§ **PASSAGE SHOWN**
§ §

In [1]:
import pandas as pd
import nltk
from nltk.corpus import stopwords
stopwords = nltk.corpus.stopwords.words('english')
import spacy
import re
import matplotlib.pyplot as plt
from wordcloud import WordCloud

In [2]:
# Data Exploration and Preprocessing/Preparation

In [3]:
df = pd.read_csv('cyberbullying_tweets.csv')

In [4]:
df.head()

Unnamed: 0,tweet_text,cyberbullying_type
0,"In other words #katandandre, your food was cra...",not_cyberbullying
1,Why is #aussietv so white? #MKR #theblock #ImA...,not_cyberbullying
2,@XochitlSuckkks a classy whore? Or more red ve...,not_cyberbullying
3,"@Jason_Gio meh. :P thanks for the heads up, b...",not_cyberbullying
4,@RudhoeEnglish This is an ISIS account pretend...,not_cyberbullying


In [5]:
df.cyberbullying_type.value_counts()

religion               7998
age                    7992
gender                 7973
ethnicity              7961
not_cyberbullying      7945
other_cyberbullying    7823
Name: cyberbullying_type, dtype: int64

In [6]:
'''Function to clean the tweets for futher analyses'''
def clean_tweet(tweet):
    TEXT_CLEANING_RE = "@\S+|https?:\S+|http?:\S|[^A-Za-z0-9]+"

§ §

§ **DATA RECORDS**

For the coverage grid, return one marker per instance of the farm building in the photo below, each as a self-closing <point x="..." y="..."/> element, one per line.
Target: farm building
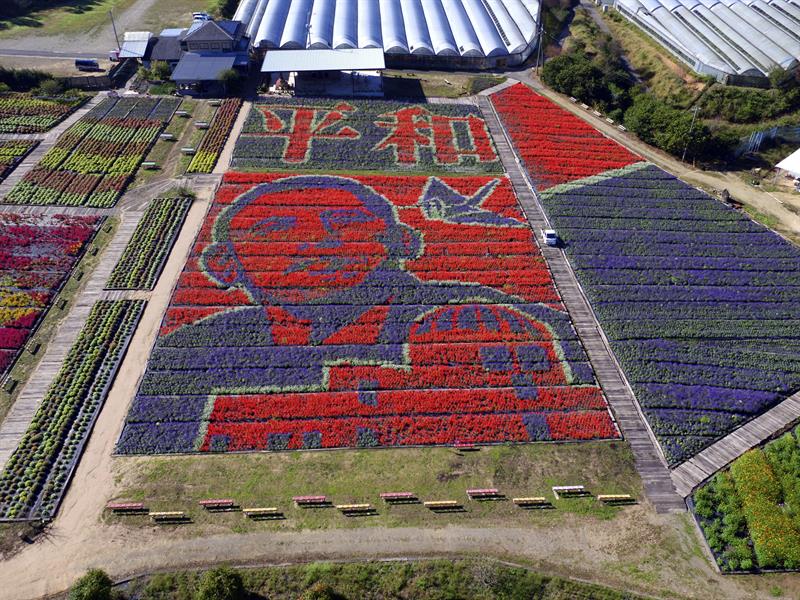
<point x="735" y="41"/>
<point x="417" y="33"/>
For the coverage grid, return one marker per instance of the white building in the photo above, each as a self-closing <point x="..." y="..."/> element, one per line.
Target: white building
<point x="479" y="33"/>
<point x="736" y="41"/>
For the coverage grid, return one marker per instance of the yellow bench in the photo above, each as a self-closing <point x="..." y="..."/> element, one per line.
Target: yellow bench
<point x="267" y="512"/>
<point x="174" y="516"/>
<point x="616" y="499"/>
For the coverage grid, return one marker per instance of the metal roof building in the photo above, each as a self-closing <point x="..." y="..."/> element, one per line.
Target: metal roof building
<point x="736" y="41"/>
<point x="423" y="32"/>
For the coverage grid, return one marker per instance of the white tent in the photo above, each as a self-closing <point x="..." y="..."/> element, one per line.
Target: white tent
<point x="791" y="164"/>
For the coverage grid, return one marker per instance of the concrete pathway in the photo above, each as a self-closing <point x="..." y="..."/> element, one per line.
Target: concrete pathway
<point x="648" y="460"/>
<point x="688" y="475"/>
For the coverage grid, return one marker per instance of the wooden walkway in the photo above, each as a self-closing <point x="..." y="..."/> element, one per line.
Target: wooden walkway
<point x="688" y="475"/>
<point x="19" y="417"/>
<point x="649" y="462"/>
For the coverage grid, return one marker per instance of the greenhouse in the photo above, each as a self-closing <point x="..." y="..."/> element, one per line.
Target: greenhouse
<point x="735" y="41"/>
<point x="479" y="33"/>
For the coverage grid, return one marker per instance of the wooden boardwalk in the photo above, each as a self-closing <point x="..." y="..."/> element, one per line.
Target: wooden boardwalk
<point x="649" y="462"/>
<point x="688" y="475"/>
<point x="47" y="141"/>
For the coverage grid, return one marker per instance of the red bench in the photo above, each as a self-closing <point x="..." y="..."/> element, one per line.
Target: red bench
<point x="399" y="497"/>
<point x="483" y="493"/>
<point x="218" y="504"/>
<point x="310" y="500"/>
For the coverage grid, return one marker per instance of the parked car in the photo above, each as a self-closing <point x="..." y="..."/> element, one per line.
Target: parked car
<point x="550" y="237"/>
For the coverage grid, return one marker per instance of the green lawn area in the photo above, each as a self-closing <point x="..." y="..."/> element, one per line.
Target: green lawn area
<point x="27" y="362"/>
<point x="192" y="136"/>
<point x="421" y="580"/>
<point x="358" y="476"/>
<point x="166" y="154"/>
<point x="664" y="76"/>
<point x="62" y="17"/>
<point x="430" y="84"/>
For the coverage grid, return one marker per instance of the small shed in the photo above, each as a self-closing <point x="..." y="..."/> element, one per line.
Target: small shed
<point x="199" y="75"/>
<point x="344" y="72"/>
<point x="791" y="164"/>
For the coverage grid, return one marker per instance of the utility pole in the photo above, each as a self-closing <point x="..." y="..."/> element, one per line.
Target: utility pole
<point x="114" y="27"/>
<point x="691" y="128"/>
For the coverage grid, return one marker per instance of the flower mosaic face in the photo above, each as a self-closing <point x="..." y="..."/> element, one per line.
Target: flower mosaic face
<point x="320" y="311"/>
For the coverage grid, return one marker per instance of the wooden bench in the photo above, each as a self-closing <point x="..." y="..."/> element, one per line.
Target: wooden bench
<point x="616" y="499"/>
<point x="356" y="509"/>
<point x="127" y="508"/>
<point x="219" y="504"/>
<point x="443" y="506"/>
<point x="310" y="501"/>
<point x="400" y="498"/>
<point x="263" y="513"/>
<point x="570" y="491"/>
<point x="532" y="502"/>
<point x="484" y="494"/>
<point x="169" y="517"/>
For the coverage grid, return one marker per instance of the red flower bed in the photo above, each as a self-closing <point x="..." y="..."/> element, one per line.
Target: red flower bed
<point x="319" y="311"/>
<point x="557" y="146"/>
<point x="37" y="252"/>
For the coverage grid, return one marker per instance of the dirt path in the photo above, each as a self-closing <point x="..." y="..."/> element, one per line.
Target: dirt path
<point x="765" y="202"/>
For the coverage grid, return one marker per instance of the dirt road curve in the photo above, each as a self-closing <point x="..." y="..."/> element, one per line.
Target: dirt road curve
<point x="784" y="206"/>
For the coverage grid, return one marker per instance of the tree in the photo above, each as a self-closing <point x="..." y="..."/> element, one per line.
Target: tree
<point x="230" y="79"/>
<point x="95" y="585"/>
<point x="220" y="583"/>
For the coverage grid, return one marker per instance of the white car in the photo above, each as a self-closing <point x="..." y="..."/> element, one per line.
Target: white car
<point x="550" y="237"/>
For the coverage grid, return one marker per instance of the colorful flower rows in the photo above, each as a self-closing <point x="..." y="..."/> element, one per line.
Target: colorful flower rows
<point x="12" y="152"/>
<point x="365" y="135"/>
<point x="93" y="161"/>
<point x="37" y="252"/>
<point x="318" y="311"/>
<point x="748" y="513"/>
<point x="23" y="113"/>
<point x="555" y="145"/>
<point x="38" y="472"/>
<point x="144" y="256"/>
<point x="702" y="306"/>
<point x="215" y="138"/>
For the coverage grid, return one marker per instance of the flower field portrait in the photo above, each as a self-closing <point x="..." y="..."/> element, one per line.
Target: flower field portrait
<point x="37" y="253"/>
<point x="318" y="311"/>
<point x="324" y="134"/>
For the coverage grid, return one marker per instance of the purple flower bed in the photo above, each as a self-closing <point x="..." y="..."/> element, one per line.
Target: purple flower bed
<point x="702" y="305"/>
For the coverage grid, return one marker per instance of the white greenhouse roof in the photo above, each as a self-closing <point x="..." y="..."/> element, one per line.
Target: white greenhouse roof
<point x="738" y="37"/>
<point x="471" y="28"/>
<point x="281" y="61"/>
<point x="134" y="44"/>
<point x="791" y="164"/>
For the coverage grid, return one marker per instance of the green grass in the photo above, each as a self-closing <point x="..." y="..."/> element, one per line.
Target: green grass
<point x="166" y="153"/>
<point x="192" y="136"/>
<point x="350" y="476"/>
<point x="407" y="84"/>
<point x="27" y="362"/>
<point x="421" y="580"/>
<point x="64" y="18"/>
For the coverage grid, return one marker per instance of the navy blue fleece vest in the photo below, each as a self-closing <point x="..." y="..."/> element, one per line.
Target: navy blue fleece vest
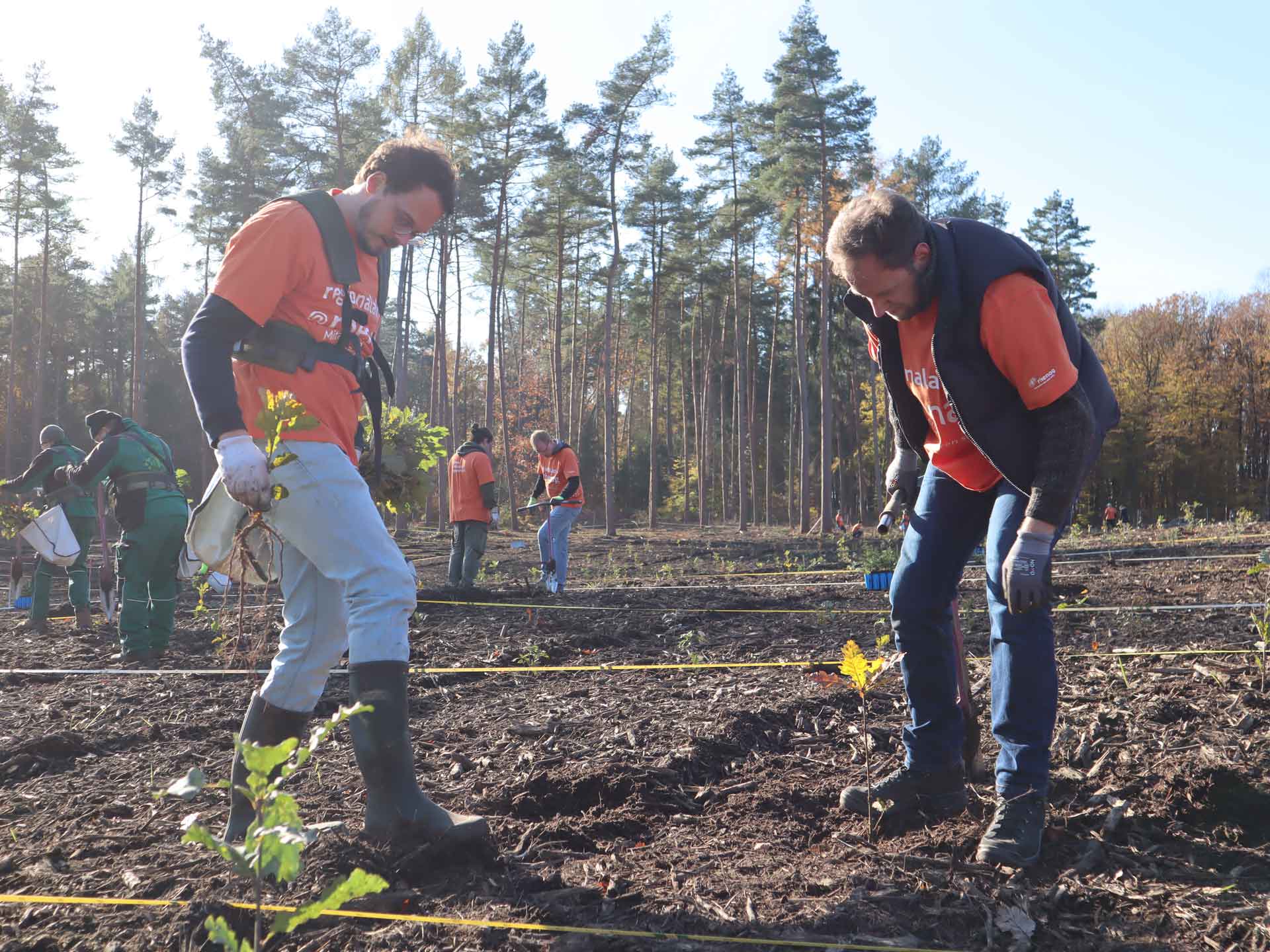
<point x="969" y="255"/>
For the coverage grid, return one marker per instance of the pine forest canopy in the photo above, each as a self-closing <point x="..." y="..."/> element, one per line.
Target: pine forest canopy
<point x="663" y="306"/>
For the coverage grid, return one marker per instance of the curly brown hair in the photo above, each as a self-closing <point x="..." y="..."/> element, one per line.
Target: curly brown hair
<point x="412" y="161"/>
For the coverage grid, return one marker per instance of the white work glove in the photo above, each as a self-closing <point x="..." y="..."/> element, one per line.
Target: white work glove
<point x="245" y="473"/>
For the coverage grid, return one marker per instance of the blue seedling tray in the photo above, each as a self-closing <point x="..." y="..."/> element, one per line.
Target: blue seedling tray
<point x="878" y="582"/>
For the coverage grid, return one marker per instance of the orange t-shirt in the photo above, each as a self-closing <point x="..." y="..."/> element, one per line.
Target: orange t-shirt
<point x="468" y="474"/>
<point x="1020" y="331"/>
<point x="276" y="268"/>
<point x="558" y="470"/>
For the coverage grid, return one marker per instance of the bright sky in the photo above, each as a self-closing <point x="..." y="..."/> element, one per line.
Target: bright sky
<point x="1151" y="116"/>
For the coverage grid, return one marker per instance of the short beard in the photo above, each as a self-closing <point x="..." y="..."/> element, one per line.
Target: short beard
<point x="362" y="234"/>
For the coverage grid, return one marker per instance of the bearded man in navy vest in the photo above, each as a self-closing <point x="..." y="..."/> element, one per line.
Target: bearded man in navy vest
<point x="996" y="393"/>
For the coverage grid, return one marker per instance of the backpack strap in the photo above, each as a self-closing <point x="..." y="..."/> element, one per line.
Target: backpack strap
<point x="342" y="258"/>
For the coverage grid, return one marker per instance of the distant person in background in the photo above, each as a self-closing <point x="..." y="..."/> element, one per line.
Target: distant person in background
<point x="473" y="506"/>
<point x="1111" y="517"/>
<point x="560" y="479"/>
<point x="45" y="474"/>
<point x="146" y="502"/>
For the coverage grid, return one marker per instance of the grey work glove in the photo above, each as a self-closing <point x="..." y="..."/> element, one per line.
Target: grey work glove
<point x="902" y="474"/>
<point x="1025" y="574"/>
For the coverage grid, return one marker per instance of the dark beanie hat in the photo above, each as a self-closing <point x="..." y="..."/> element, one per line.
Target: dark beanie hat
<point x="97" y="419"/>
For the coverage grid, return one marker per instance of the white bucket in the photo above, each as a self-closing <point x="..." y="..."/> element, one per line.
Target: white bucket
<point x="50" y="535"/>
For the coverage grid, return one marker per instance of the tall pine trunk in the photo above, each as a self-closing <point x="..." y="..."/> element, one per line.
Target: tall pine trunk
<point x="441" y="411"/>
<point x="683" y="404"/>
<point x="804" y="520"/>
<point x="494" y="280"/>
<point x="653" y="395"/>
<point x="9" y="437"/>
<point x="41" y="332"/>
<point x="767" y="427"/>
<point x="139" y="313"/>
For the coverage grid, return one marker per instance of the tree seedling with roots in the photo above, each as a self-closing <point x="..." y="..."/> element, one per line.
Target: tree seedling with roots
<point x="275" y="840"/>
<point x="864" y="674"/>
<point x="15" y="516"/>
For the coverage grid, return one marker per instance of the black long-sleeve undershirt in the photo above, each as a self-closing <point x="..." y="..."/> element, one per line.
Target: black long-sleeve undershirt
<point x="567" y="493"/>
<point x="1064" y="429"/>
<point x="206" y="353"/>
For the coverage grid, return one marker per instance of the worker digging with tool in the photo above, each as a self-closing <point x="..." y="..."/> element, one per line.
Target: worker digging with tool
<point x="560" y="479"/>
<point x="296" y="307"/>
<point x="146" y="502"/>
<point x="45" y="474"/>
<point x="473" y="507"/>
<point x="992" y="386"/>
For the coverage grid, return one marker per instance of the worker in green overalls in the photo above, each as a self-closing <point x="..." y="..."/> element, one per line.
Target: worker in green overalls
<point x="142" y="481"/>
<point x="56" y="452"/>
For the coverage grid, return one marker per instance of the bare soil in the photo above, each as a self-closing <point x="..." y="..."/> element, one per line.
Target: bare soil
<point x="691" y="801"/>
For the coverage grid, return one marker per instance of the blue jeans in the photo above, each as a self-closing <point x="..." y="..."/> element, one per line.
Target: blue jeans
<point x="554" y="539"/>
<point x="948" y="524"/>
<point x="346" y="584"/>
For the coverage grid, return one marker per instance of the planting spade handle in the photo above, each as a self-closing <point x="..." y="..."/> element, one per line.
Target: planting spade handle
<point x="893" y="510"/>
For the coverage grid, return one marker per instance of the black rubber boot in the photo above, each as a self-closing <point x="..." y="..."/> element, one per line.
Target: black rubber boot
<point x="266" y="725"/>
<point x="908" y="789"/>
<point x="1015" y="833"/>
<point x="396" y="807"/>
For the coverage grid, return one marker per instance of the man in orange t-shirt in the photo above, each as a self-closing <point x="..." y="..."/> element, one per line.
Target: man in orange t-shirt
<point x="560" y="479"/>
<point x="473" y="506"/>
<point x="992" y="385"/>
<point x="345" y="582"/>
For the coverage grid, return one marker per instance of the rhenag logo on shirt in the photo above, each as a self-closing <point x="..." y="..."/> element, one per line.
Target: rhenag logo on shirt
<point x="939" y="411"/>
<point x="1038" y="382"/>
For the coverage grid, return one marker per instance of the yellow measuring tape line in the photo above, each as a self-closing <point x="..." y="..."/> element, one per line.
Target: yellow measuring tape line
<point x="472" y="923"/>
<point x="601" y="666"/>
<point x="704" y="610"/>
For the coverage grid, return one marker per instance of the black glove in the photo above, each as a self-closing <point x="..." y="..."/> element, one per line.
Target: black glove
<point x="1025" y="573"/>
<point x="904" y="473"/>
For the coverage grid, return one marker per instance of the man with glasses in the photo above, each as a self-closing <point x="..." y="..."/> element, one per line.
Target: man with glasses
<point x="278" y="319"/>
<point x="994" y="387"/>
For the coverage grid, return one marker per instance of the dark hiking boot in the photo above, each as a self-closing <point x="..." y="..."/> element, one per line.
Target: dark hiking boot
<point x="1015" y="832"/>
<point x="265" y="725"/>
<point x="910" y="789"/>
<point x="397" y="810"/>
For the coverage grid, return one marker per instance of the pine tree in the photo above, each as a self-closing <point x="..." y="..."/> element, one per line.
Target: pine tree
<point x="157" y="178"/>
<point x="334" y="118"/>
<point x="508" y="128"/>
<point x="257" y="160"/>
<point x="728" y="155"/>
<point x="943" y="188"/>
<point x="1058" y="238"/>
<point x="818" y="125"/>
<point x="654" y="207"/>
<point x="58" y="226"/>
<point x="613" y="124"/>
<point x="26" y="140"/>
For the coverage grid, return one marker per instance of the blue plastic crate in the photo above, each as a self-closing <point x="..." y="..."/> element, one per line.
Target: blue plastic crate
<point x="878" y="582"/>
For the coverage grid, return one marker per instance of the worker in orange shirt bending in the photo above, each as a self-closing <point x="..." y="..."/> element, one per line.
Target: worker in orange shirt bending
<point x="560" y="479"/>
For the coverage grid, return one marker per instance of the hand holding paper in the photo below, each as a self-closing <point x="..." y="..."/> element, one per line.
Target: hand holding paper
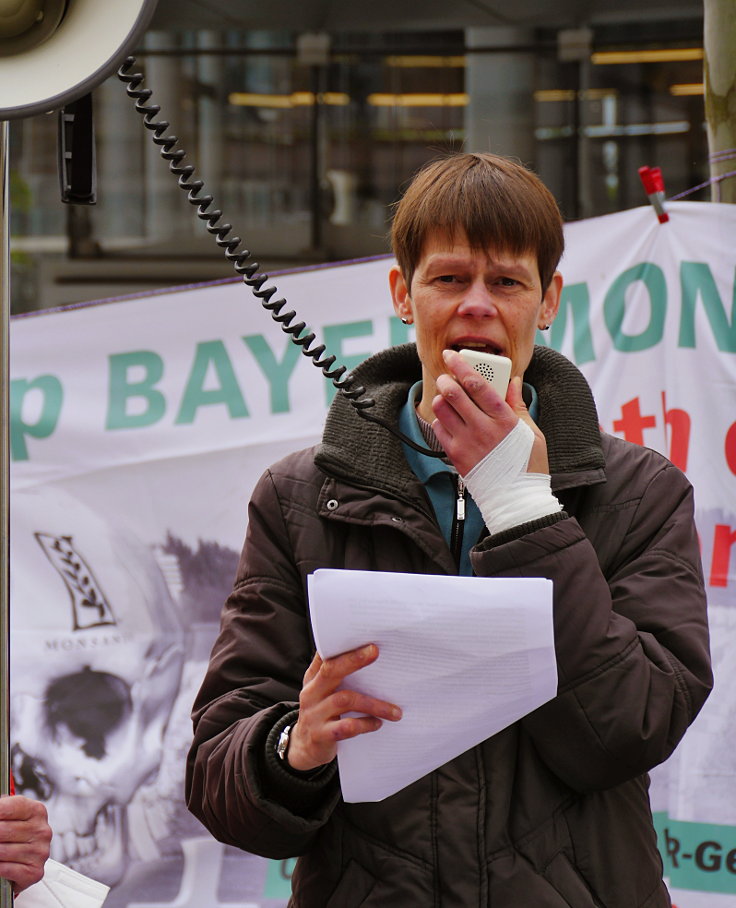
<point x="463" y="657"/>
<point x="62" y="887"/>
<point x="323" y="704"/>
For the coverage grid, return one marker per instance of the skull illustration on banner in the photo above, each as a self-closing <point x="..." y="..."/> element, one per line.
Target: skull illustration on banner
<point x="97" y="650"/>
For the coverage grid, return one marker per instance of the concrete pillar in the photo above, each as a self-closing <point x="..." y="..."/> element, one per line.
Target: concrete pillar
<point x="500" y="115"/>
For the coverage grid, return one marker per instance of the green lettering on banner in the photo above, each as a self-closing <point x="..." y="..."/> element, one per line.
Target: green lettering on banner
<point x="334" y="336"/>
<point x="52" y="396"/>
<point x="614" y="307"/>
<point x="696" y="280"/>
<point x="211" y="353"/>
<point x="575" y="298"/>
<point x="278" y="879"/>
<point x="122" y="390"/>
<point x="697" y="856"/>
<point x="277" y="372"/>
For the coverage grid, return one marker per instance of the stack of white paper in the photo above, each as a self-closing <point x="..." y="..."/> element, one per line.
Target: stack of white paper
<point x="62" y="887"/>
<point x="463" y="657"/>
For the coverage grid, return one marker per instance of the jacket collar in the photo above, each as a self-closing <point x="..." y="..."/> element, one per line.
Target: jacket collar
<point x="364" y="453"/>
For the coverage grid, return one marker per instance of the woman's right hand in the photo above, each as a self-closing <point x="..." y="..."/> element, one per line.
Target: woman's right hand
<point x="322" y="721"/>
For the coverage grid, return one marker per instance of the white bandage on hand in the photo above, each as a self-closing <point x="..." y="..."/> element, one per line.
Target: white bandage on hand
<point x="505" y="493"/>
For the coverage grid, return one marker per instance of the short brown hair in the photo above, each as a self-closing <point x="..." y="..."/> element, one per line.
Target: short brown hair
<point x="497" y="202"/>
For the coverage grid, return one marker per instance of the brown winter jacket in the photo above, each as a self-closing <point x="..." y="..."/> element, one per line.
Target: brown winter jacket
<point x="552" y="812"/>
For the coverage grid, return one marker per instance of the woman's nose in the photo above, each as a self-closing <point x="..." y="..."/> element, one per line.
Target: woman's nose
<point x="478" y="301"/>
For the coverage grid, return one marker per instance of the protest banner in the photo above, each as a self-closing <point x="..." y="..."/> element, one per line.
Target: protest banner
<point x="138" y="429"/>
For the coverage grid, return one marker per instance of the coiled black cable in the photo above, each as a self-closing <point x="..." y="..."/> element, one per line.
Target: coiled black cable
<point x="240" y="258"/>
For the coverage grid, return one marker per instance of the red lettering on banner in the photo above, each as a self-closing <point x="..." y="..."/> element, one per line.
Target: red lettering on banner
<point x="678" y="422"/>
<point x="731" y="448"/>
<point x="723" y="542"/>
<point x="632" y="423"/>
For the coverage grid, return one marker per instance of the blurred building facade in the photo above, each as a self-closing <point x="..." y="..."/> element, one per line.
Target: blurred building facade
<point x="305" y="124"/>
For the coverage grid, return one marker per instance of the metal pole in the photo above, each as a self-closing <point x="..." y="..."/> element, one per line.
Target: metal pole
<point x="6" y="889"/>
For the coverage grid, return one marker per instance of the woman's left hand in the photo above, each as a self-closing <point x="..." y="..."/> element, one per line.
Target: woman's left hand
<point x="472" y="418"/>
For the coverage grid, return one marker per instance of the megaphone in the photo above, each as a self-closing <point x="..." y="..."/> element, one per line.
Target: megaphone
<point x="55" y="51"/>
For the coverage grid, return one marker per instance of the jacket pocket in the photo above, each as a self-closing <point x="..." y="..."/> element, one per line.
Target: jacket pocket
<point x="355" y="885"/>
<point x="565" y="879"/>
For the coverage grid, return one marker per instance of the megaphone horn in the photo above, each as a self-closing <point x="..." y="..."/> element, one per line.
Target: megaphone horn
<point x="54" y="51"/>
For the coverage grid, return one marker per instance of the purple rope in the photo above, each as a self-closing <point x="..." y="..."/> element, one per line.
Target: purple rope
<point x="716" y="157"/>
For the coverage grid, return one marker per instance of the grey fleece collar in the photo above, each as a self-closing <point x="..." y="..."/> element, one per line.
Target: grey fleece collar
<point x="367" y="454"/>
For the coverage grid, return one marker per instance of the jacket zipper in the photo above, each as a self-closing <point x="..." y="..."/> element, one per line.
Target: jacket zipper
<point x="458" y="523"/>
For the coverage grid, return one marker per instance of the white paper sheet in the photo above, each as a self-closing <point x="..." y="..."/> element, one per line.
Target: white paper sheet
<point x="463" y="657"/>
<point x="62" y="887"/>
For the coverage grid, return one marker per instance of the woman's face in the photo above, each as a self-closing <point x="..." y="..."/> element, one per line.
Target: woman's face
<point x="462" y="297"/>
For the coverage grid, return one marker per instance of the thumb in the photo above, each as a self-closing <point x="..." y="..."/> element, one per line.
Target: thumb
<point x="515" y="398"/>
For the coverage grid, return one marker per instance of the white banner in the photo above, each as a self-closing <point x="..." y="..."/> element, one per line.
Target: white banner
<point x="138" y="429"/>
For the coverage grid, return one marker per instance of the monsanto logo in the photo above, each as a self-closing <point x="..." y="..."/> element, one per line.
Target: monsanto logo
<point x="90" y="608"/>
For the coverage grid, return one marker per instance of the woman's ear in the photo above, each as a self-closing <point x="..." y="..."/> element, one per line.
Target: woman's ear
<point x="400" y="295"/>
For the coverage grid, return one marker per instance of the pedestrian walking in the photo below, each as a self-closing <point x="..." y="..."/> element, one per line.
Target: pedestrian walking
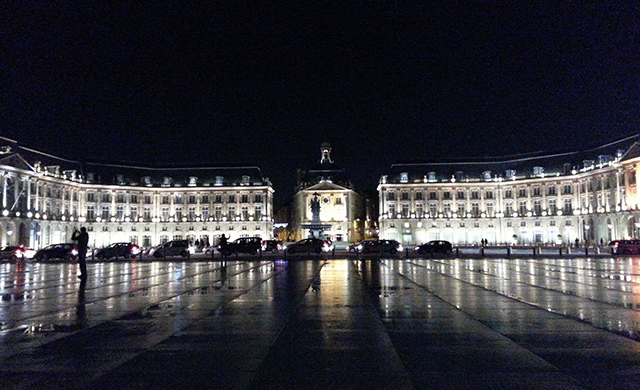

§ §

§ **TASKS TO PERFORM**
1. Print the part of the notebook above that opens with the words containing "Unnamed: 0,tweet_text,cyberbullying_type" and closes with "df.cyberbullying_type.value_counts()".
2. List every category of cyberbullying_type whose count appears in the notebook above.
3. Answer these questions from the notebook above:
(a) What file is read into df?
(b) What count is shown for the category age?
(c) What is the name of the function defined to clean the tweets?

§ **OUTPUTS BY TASK**
1.
Unnamed: 0,tweet_text,cyberbullying_type
0,"In other words #katandandre, your food was cra...",not_cyberbullying
1,Why is #aussietv so white? #MKR #theblock #ImA...,not_cyberbullying
2,@XochitlSuckkks a classy whore? Or more red ve...,not_cyberbullying
3,"@Jason_Gio meh. :P thanks for the heads up, b...",not_cyberbullying
4,@RudhoeEnglish This is an ISIS account pretend...,not_cyberbullying


In [5]:
df.cyberbullying_type.value_counts()

2.
religion
age
gender
ethnicity
not_cyberbullying
other_cyberbullying

3.
(a) cyberbullying_tweets.csv
(b) 7992
(c) clean_tweet